• _Exercise prompt_:
What is needed here is a verbatim copy of the records that follow.

Material shown Block Start

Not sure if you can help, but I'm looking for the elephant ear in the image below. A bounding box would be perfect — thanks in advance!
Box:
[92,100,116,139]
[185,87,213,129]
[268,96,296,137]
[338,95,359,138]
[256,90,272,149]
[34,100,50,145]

Material shown Block End

• _Task solution_:
Not sure if you can help, but I'm looking for the elephant ear in the image below. A bounding box would be perfect — thanks in advance!
Box:
[92,100,116,139]
[185,87,213,129]
[268,96,296,137]
[338,95,359,138]
[256,90,272,149]
[34,100,50,145]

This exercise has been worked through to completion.